> _EXERCISE TASK_
Rewrite the lines of the material from the line with "Where can you find the air" through the line with "pixel 52 417", switching "air conditioning unit" for "heat pump" and keeping everything else unchanged.

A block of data
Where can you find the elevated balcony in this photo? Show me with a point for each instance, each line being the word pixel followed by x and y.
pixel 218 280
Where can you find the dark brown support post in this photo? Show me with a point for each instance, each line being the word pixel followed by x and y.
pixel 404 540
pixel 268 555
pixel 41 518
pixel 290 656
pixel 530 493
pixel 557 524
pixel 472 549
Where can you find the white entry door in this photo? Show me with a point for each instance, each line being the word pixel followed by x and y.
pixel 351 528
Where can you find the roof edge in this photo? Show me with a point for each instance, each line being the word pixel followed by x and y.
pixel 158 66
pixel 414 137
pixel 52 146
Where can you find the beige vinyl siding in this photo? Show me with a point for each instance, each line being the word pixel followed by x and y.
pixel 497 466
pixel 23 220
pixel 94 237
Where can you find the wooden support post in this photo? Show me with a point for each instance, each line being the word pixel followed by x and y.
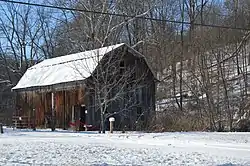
pixel 1 128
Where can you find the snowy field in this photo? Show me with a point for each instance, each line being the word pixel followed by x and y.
pixel 89 148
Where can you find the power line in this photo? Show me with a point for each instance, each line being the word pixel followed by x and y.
pixel 126 16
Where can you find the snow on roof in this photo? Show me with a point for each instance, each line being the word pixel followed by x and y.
pixel 68 68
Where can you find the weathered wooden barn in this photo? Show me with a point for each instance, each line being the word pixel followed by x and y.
pixel 86 89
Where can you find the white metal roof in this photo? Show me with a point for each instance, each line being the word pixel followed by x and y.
pixel 73 67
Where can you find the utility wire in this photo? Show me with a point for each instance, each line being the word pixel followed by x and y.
pixel 125 16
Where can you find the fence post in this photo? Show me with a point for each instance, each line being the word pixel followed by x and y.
pixel 1 128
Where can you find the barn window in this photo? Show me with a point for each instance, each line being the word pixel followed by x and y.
pixel 122 67
pixel 140 114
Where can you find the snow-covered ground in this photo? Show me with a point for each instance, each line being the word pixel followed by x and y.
pixel 88 148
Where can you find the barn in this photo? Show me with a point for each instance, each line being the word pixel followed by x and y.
pixel 83 90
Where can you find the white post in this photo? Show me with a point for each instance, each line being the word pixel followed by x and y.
pixel 111 120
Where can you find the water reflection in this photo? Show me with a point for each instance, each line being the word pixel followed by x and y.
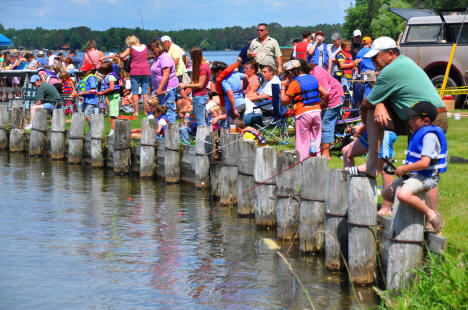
pixel 74 237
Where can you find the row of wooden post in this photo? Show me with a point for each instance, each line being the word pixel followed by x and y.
pixel 326 210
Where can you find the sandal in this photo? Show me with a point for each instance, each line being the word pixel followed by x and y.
pixel 437 223
pixel 354 171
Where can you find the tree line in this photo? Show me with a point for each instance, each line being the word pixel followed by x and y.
pixel 113 39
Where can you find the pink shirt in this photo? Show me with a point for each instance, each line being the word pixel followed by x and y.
pixel 95 56
pixel 334 88
pixel 139 64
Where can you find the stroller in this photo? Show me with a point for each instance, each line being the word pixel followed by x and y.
pixel 343 134
pixel 275 125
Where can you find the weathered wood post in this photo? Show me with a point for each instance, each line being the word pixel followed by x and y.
pixel 122 155
pixel 336 228
pixel 57 136
pixel 172 143
pixel 311 215
pixel 203 147
pixel 362 222
pixel 265 167
pixel 97 136
pixel 17 130
pixel 38 133
pixel 76 137
pixel 4 124
pixel 405 252
pixel 229 172
pixel 245 182
pixel 288 191
pixel 147 148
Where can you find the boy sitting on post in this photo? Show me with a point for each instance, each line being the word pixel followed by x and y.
pixel 426 158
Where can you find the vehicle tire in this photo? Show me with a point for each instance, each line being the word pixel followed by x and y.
pixel 439 79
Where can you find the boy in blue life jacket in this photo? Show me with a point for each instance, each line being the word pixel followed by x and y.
pixel 88 90
pixel 426 158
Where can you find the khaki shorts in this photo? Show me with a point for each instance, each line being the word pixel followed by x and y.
pixel 417 183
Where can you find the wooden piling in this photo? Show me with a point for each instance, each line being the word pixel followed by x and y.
pixel 17 130
pixel 172 143
pixel 75 139
pixel 57 136
pixel 336 227
pixel 4 127
pixel 265 168
pixel 362 222
pixel 147 148
pixel 122 155
pixel 38 133
pixel 97 137
pixel 311 215
pixel 245 182
pixel 203 148
pixel 406 251
pixel 229 172
pixel 288 195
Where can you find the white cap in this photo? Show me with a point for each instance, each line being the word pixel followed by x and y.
pixel 357 33
pixel 382 43
pixel 166 38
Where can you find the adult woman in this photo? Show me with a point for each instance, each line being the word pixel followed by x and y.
pixel 331 108
pixel 303 90
pixel 139 70
pixel 201 74
pixel 93 55
pixel 164 78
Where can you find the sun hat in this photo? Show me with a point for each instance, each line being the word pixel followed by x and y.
pixel 166 38
pixel 292 64
pixel 366 40
pixel 86 67
pixel 34 79
pixel 380 44
pixel 423 109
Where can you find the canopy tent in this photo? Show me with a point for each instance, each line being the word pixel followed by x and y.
pixel 4 41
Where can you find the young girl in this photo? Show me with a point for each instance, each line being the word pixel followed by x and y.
pixel 111 89
pixel 68 89
pixel 303 91
pixel 158 112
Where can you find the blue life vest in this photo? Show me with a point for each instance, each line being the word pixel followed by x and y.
pixel 309 90
pixel 164 117
pixel 413 154
pixel 315 57
pixel 105 84
pixel 49 74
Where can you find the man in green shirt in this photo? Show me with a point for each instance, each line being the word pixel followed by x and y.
pixel 47 97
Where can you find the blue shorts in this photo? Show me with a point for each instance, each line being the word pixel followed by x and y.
pixel 329 118
pixel 138 80
pixel 48 106
pixel 386 149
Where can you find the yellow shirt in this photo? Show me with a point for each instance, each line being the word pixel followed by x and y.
pixel 176 53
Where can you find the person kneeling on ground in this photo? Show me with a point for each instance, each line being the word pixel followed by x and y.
pixel 248 133
pixel 426 158
pixel 47 97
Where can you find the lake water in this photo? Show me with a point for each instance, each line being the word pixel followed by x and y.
pixel 77 238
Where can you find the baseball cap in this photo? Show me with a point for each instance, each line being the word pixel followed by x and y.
pixel 423 109
pixel 382 43
pixel 86 67
pixel 357 33
pixel 292 64
pixel 34 79
pixel 165 38
pixel 366 40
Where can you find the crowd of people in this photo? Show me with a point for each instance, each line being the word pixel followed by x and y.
pixel 391 93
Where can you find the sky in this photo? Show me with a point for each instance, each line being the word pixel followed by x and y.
pixel 167 14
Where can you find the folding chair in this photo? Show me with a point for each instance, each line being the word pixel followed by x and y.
pixel 275 121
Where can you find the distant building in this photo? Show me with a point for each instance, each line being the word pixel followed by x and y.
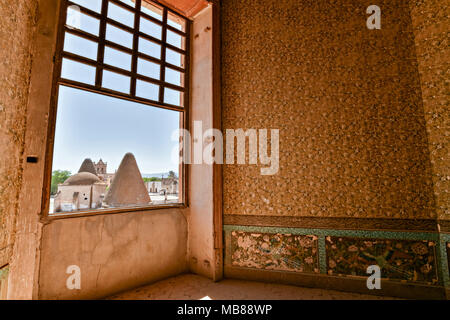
pixel 81 191
pixel 100 167
pixel 127 188
pixel 153 186
pixel 101 170
pixel 170 185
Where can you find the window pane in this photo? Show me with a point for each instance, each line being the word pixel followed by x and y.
pixel 147 90
pixel 128 2
pixel 117 58
pixel 174 58
pixel 116 82
pixel 149 69
pixel 150 48
pixel 77 71
pixel 152 10
pixel 94 5
pixel 119 36
pixel 176 22
pixel 112 153
pixel 172 97
pixel 173 77
pixel 150 28
pixel 78 20
pixel 121 15
pixel 80 46
pixel 175 39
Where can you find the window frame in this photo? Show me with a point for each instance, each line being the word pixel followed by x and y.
pixel 100 66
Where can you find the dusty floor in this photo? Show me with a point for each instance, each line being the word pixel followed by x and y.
pixel 189 286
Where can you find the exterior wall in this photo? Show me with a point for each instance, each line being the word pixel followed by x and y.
pixel 65 201
pixel 115 252
pixel 355 185
pixel 430 20
pixel 17 27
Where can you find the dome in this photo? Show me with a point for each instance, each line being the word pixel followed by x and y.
pixel 82 178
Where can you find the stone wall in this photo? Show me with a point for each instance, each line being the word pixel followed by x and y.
pixel 17 26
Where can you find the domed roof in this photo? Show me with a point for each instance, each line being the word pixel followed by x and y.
pixel 127 188
pixel 81 179
pixel 88 166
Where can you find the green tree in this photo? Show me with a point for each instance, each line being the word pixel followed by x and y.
pixel 58 176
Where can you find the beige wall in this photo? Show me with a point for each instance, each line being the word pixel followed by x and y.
pixel 114 252
pixel 201 228
pixel 430 20
pixel 17 26
pixel 347 101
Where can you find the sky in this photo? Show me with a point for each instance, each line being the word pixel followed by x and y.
pixel 96 126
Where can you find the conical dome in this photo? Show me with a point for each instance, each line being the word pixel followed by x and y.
pixel 128 187
pixel 88 166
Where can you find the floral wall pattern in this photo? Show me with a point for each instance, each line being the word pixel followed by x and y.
pixel 284 252
pixel 405 260
pixel 347 101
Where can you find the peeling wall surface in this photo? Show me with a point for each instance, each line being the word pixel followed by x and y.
pixel 431 20
pixel 347 101
pixel 114 252
pixel 201 245
pixel 16 34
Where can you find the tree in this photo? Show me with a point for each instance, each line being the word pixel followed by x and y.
pixel 151 179
pixel 58 176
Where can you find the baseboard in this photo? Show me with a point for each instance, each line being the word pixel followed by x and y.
pixel 348 284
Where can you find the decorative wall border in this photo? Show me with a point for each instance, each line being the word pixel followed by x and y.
pixel 382 224
pixel 440 241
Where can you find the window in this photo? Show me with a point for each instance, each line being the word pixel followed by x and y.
pixel 120 97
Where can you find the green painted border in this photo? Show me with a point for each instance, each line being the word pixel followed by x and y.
pixel 444 238
pixel 441 240
pixel 339 233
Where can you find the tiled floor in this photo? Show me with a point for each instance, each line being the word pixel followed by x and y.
pixel 189 286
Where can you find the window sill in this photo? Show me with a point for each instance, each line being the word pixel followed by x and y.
pixel 47 218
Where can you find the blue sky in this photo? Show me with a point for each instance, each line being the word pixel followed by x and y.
pixel 96 126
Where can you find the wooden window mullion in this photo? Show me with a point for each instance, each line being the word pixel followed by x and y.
pixel 163 55
pixel 134 61
pixel 101 44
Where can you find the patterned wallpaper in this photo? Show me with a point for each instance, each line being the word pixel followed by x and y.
pixel 431 20
pixel 347 101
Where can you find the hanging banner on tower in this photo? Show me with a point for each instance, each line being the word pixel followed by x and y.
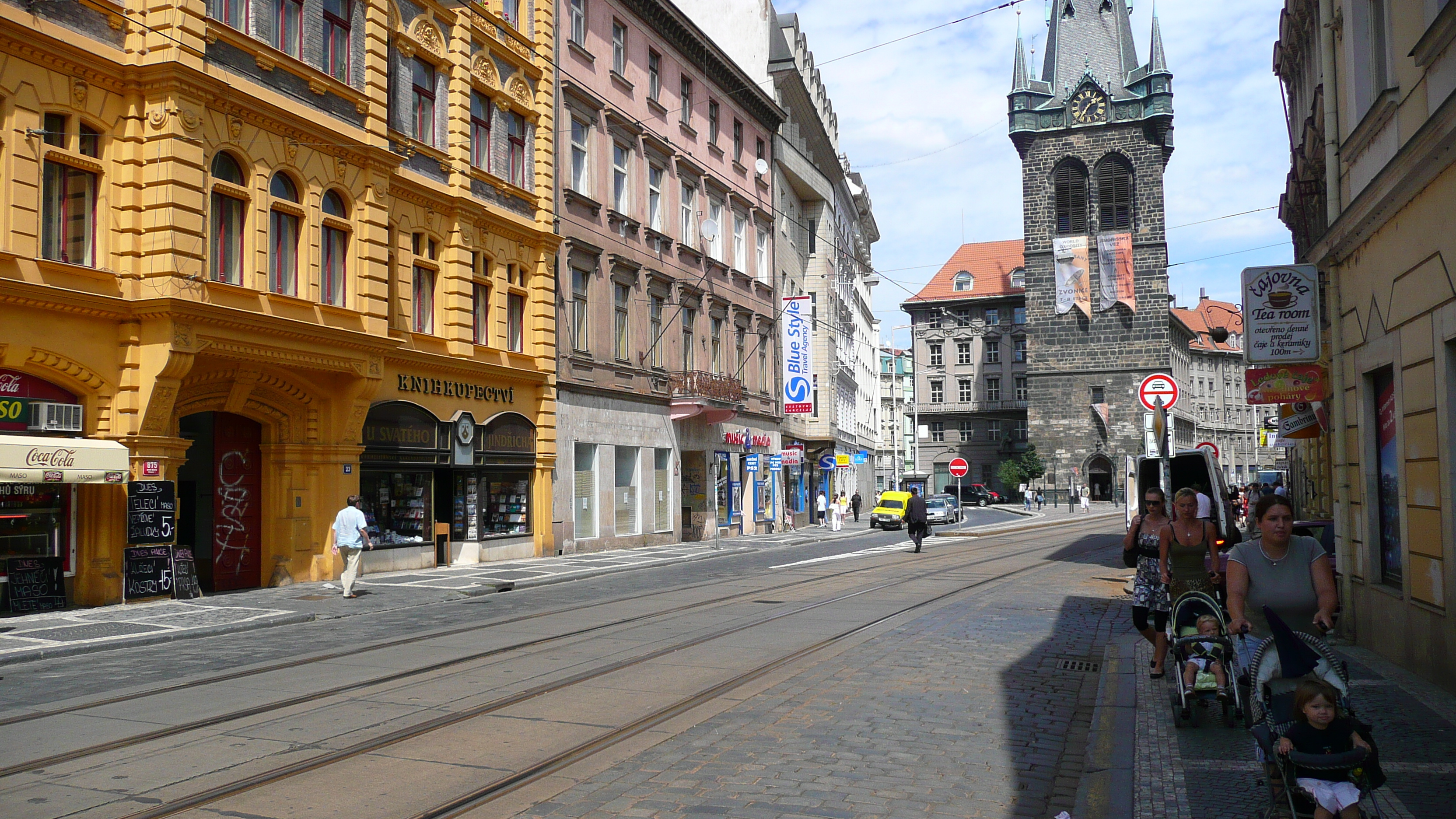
pixel 1074 289
pixel 1114 261
pixel 798 359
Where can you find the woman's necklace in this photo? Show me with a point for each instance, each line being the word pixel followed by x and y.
pixel 1273 560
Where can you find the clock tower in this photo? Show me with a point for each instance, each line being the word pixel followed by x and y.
pixel 1094 133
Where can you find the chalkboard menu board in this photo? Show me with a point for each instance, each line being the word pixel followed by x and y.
pixel 146 572
pixel 186 585
pixel 37 584
pixel 152 512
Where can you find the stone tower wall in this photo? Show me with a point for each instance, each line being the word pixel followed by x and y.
pixel 1071 353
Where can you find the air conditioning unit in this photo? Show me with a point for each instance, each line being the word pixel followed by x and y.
pixel 52 417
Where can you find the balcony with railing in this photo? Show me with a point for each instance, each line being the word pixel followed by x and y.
pixel 962 407
pixel 695 392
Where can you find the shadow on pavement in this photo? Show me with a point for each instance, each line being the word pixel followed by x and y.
pixel 1047 697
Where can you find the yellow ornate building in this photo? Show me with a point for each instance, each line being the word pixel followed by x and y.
pixel 283 252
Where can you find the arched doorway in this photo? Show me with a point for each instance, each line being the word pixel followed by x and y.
pixel 220 496
pixel 1100 477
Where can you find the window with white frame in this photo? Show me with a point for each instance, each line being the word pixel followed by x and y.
pixel 654 197
pixel 620 49
pixel 289 28
pixel 423 95
pixel 226 257
pixel 715 242
pixel 584 490
pixel 424 296
pixel 580 136
pixel 334 244
pixel 283 237
pixel 740 242
pixel 578 21
pixel 625 497
pixel 337 24
pixel 621 157
pixel 480 132
pixel 689 212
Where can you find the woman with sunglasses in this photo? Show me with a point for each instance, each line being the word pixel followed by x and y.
pixel 1149 592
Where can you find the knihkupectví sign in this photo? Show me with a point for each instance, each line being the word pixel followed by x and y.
pixel 152 512
pixel 798 359
pixel 146 572
pixel 37 584
pixel 1282 314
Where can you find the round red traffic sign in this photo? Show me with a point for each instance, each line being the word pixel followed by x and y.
pixel 1155 387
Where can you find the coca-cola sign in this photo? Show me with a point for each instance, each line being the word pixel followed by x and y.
pixel 54 458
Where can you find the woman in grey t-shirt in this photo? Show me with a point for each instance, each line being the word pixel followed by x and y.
pixel 1291 575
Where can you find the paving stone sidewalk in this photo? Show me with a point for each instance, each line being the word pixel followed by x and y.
pixel 1209 771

> _TASK SOLUTION_
Where can you find the heat pump in this photo? Show me with a point for each instance, each line being the word pixel followed by x and y.
pixel 52 417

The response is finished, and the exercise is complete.